INSTRUCTIONS FOR THE TASK: Once you have read the data below, write it all out exactly.
• • • • •
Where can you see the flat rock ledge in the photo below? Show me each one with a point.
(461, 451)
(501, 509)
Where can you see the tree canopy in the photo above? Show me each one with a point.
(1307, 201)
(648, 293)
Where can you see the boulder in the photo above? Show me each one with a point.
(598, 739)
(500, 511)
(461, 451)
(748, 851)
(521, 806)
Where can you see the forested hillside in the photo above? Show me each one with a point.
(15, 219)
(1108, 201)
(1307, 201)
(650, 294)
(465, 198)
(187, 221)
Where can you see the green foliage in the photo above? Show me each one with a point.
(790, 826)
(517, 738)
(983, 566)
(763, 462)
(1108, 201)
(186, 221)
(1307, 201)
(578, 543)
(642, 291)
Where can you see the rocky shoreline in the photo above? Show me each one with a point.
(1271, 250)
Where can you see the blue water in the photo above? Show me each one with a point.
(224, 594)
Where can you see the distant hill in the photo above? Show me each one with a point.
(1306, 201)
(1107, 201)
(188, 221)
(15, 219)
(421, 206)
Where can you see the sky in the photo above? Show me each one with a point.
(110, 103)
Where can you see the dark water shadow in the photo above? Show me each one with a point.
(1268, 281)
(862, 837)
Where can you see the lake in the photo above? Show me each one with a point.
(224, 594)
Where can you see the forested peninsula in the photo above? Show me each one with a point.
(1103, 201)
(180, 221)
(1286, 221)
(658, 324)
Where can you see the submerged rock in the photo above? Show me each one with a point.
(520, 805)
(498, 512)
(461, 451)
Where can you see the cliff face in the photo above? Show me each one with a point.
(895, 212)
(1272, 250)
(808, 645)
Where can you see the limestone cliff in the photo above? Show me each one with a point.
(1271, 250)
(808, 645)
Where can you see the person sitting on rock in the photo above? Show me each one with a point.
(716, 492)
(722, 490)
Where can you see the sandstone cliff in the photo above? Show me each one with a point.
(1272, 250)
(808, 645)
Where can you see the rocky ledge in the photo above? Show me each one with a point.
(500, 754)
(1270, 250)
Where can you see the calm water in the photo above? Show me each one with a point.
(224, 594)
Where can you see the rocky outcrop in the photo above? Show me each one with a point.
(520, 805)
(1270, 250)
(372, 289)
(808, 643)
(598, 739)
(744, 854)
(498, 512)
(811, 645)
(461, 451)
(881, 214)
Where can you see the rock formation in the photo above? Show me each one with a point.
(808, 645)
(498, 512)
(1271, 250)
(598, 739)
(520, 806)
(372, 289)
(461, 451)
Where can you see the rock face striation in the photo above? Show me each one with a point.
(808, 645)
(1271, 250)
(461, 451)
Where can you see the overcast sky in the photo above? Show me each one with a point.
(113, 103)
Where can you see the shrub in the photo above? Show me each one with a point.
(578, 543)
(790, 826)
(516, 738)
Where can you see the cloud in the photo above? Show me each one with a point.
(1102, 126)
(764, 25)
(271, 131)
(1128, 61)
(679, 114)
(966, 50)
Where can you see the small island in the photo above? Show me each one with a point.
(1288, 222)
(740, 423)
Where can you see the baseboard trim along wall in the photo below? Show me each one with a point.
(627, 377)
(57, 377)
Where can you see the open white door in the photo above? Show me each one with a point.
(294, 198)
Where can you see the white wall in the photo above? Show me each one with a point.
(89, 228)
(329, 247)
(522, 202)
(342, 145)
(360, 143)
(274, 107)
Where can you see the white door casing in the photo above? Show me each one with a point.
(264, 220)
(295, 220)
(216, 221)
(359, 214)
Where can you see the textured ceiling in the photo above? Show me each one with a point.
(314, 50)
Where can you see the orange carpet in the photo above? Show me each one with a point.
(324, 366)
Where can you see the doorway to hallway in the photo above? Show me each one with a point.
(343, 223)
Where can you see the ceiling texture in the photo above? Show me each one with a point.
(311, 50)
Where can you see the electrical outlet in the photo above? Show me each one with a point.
• • • • •
OUTPUT BELOW:
Where can you see the flat rock ledge in the photo below? Show me each one with a point.
(461, 451)
(501, 509)
Where can you see the tree canopy in the photo above? Show me each one with a point.
(1307, 201)
(648, 293)
Where can you see the boulder in the photo above? Show me each one with a point.
(598, 739)
(500, 511)
(461, 451)
(748, 851)
(521, 806)
Where can you see the forested hillside in the photo above? Show me each one with a point.
(15, 219)
(1108, 201)
(1307, 201)
(650, 294)
(465, 198)
(187, 221)
Where can you see the green foliage in the photo above? Show me each one with a point.
(790, 826)
(517, 738)
(983, 566)
(763, 462)
(1108, 201)
(186, 221)
(1307, 201)
(578, 543)
(642, 291)
Where can you see the rocky shoreline in the photo above? Show me each one with a point.
(1271, 250)
Where can you see the blue water in the photo above? Show me each one with a point.
(224, 594)
Where can you see the distant hill in the photo above? Show me each one with a point.
(1306, 201)
(1107, 201)
(188, 221)
(15, 219)
(421, 206)
Where can you see the sky in the photo above? Show me each one with a point.
(110, 103)
Where can you see the dark water shadow in the photo above? Show me each one with a point.
(1268, 281)
(862, 837)
Where can you see the lake in the photo above? Show me each one with a point.
(224, 594)
Where can you see the forested peninsula in the photo above? Show me each one with a point.
(1103, 201)
(180, 221)
(1286, 221)
(658, 324)
Where can you see the submerged rock in the photo above? Show me each one with a point.
(520, 805)
(498, 512)
(461, 451)
Where can you see the cliff face in the photo above? Show me each one with a point.
(895, 212)
(1272, 250)
(808, 645)
Where can you see the limestone cliff in the photo above? Show me each one with a point.
(1271, 250)
(808, 645)
Where can you see the person sitting on rock in the photo above? Show me each one with a point.
(716, 492)
(722, 490)
Where can you see the sandstone cliff in the photo above? Show me each one with a point.
(1272, 250)
(808, 645)
Where can you see the rocky ledge in the photo above? Show me each one with a point.
(500, 754)
(1270, 250)
Where can you see the calm water in the photo above? Show me each one with a point.
(224, 594)
Where can you see the rocky outcrop in the photo above? Show me each one with a point.
(520, 805)
(1270, 250)
(372, 289)
(808, 643)
(598, 739)
(744, 854)
(498, 512)
(811, 645)
(461, 451)
(881, 214)
Where can you see the rock formation in the photo above? Show me each one with a point.
(808, 645)
(498, 512)
(1271, 250)
(598, 739)
(520, 806)
(372, 289)
(461, 451)
Where can you see the rock face striation in the photo above? Show me each one with a point.
(808, 645)
(1271, 250)
(461, 451)
Where can you see the overcast sky in the photo above? Show me each one with a point.
(113, 103)
Where can you see the shrub in the photo above? Show me each one with a point.
(578, 543)
(790, 826)
(516, 738)
Where can you see the cloud in the photo above? Show me each one with a point.
(1102, 126)
(764, 25)
(271, 131)
(1128, 61)
(679, 114)
(966, 50)
Where can you see the small island in the photo above? Show me each one with a point.
(1288, 222)
(740, 423)
Where can you see the baseboard trim along wall in the photo below? Show me each one with a point.
(627, 377)
(57, 377)
Where can you see the open white door in the photo above? Show me each one with a point.
(294, 198)
Where can you see the white wall in the photo above? Show me each one with a point.
(89, 228)
(329, 247)
(522, 202)
(342, 145)
(360, 143)
(274, 107)
Where can you see the white door casing in the photo above? Show me each one with a point.
(264, 220)
(295, 220)
(216, 221)
(359, 214)
Where can you see the textured ceiling in the photo above? Show me each one with a point.
(314, 50)
Where can you see the orange carpet in the photo above? Show me each one with a point.
(324, 366)
Where can you see the doorway to hallway in the photo above? Show me each one with a point.
(343, 223)
Where can you see the ceiling texture in the photo above? Show me each one with a point.
(311, 50)
Where can you see the electrical outlet in the photo above? Show me each one with a point.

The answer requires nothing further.